━━━ TEXT SHOWN ━━━

Longbine argues that the Court of Appeals used an improper standard of review in determining that probable cause existed to support issuance of a search warrant. In its unpublished opinion, the Court of Appeals noted that in Illinois v. Gates, 462 U.S. 213, 236, 76 L.Ed.2d 527, 103 S.Ct. 2317 (1983), the United States Supreme Court stated that after-the-fact scrutiny by courts of the sufficiency of an affidavit should not take the form of de novo review. A magistrate's determination of probable cause should be paid great deference by reviewing courts. The Court of Appeals then observed that when called upon to review the magistrate's issuance of a search warrant, "the duty of the reviewing court is simply to ensure that the magistrate had a substantial basis for concluding that probable cause existed." State v. Abu-Isba, 235 Kan. 851, Syl. ¶ 3, 685 P.2d 856 (1984).

Defendant contends that after stating its standard of review, the Court of Appeals ignored the district court's findings of fact and conclusions of law. The defendant asserts there is substantial evidence to support the district court's suppression of the evidence. The question to be determined is whether the information in the affidavit supporting the application for a search warrant would lead a reasonably prudent person to believe that contraband would be found in the defendant's residence. See State v. Ratzlaff, 255 Kan. 738, 744, 877 P.2d 397 (1994).

━━━

-- SET TASK --
Copy out the full passage on reviewing probable cause for a search warrant, word for word.

━━━ MATERIAL PROVIDED ━━━

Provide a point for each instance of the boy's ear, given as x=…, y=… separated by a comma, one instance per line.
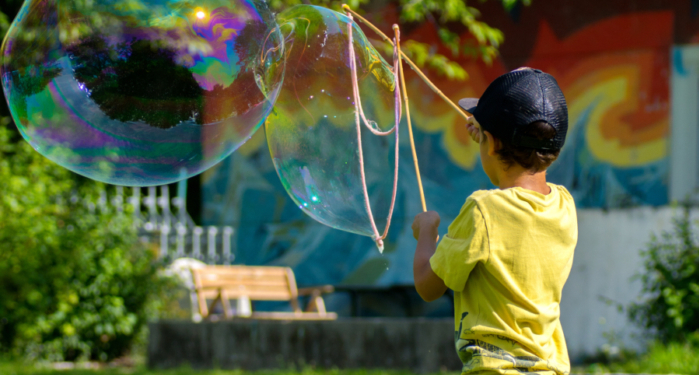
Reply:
x=494, y=144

━━━

-- WORKED ANSWER --
Longbine argues that the Court of Appeals used an improper standard of review in determining that probable cause existed to support issuance of a search warrant. In its unpublished opinion, the Court of Appeals noted that in Illinois v. Gates, 462 U.S. 213, 236, 76 L.Ed.2d 527, 103 S.Ct. 2317 (1983), the United States Supreme Court stated that after-the-fact scrutiny by courts of the sufficiency of an affidavit should not take the form of de novo review. A magistrate's determination of probable cause should be paid great deference by reviewing courts. The Court of Appeals then observed that when called upon to review the magistrate's issuance of a search warrant, "the duty of the reviewing court is simply to ensure that the magistrate had a substantial basis for concluding that probable cause existed." State v. Abu-Isba, 235 Kan. 851, Syl. ¶ 3, 685 P.2d 856 (1984).

Defendant contends that after stating its standard of review, the Court of Appeals ignored the district court's findings of fact and conclusions of law. The defendant asserts there is substantial evidence to support the district court's suppression of the evidence. The question to be determined is whether the information in the affidavit supporting the application for a search warrant would lead a reasonably prudent person to believe that contraband would be found in the defendant's residence. See State v. Ratzlaff, 255 Kan. 738, 744, 877 P.2d 397 (1994).